> Passage shown:
<<<<

Alberta announces new compensation model for family doctors

Alberta’s Health Minister has announced a new compensation model for family physicians.

The Wednesday announcement was welcome news for the Alberta Medical Association (AMA), who have been sounding the alarm for months, saying the province’s primary care situation is in critical condition.

The details on the funding model aren’t clear, but Minister of Health Adriana LaGrange says it will help stabilize and strengthen Alberta’s primary healthcare.

“While we are still confirming all the details, we have agreed on a framework model that recognizes the unique work and rural generalist physicians,” LaGrange says. “It will be a new physician compensation model for family medicine and rural generalist physicians who are renumerated now through a fee-for-service, or other alternative physician compensation model.”


READ MORE: Comprehensive care model needed to keep doctors in Alberta: AMA


Dr. Paul Pauls, the AMA’s president, says the announcement by LaGrange couldn’t have been at a more crucial time.

“As Albertans have heard me repeatedly say over and over the past year, Alberta’s primary care system is in crisis. The family and rural generalist physicians who deliver life-long, comprehensive care, have been under crushing financial pressures,” he said.

As many as 800,000 Albertans are still without access to a family doctor.

Earlier this year, Parks shared unsettling data indicating that 91 per cent of Alberta family doctors didn’t think their family clinic could survive without a change to the funding model.

On Apr. 4, over $67 million was delivered to primary care physicians across the province to help stabilize clinics, and retain Alberta’s primary care workers.

While the details of the new compensation model come together, that new funding model is expected to roll out in the fall.

>>>>

> Data below:

<<<<

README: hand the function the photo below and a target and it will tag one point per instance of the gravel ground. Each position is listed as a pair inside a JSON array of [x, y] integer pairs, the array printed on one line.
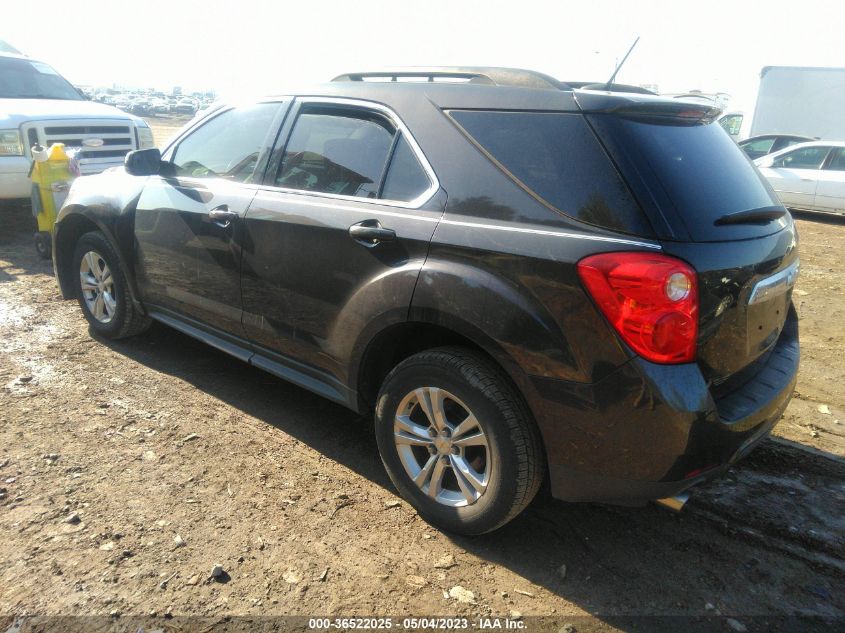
[[129, 470]]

>>>>

> Questions on the material:
1. According to the Alberta article, how many Albertans are still without access to a family doctor?
2. From the Alberta article, write out the passage starting with "On Apr. 4, over" and going on through "in the fall.".
3. In the Alberta article, what was the purpose of the money delivered to primary care physicians on Apr. 4?
Use only the Alberta news article, not the data.

> Results for each task:
1. As many as 800,000 Albertans.

2.
On Apr. 4, over $67 million was delivered to primary care physicians across the province to help stabilize clinics, and retain Alberta’s primary care workers.

While the details of the new compensation model come together, that new funding model is expected to roll out in the fall.

3. The more than $67 million was delivered to primary care physicians across the province to help stabilize clinics and retain Alberta's primary care workers.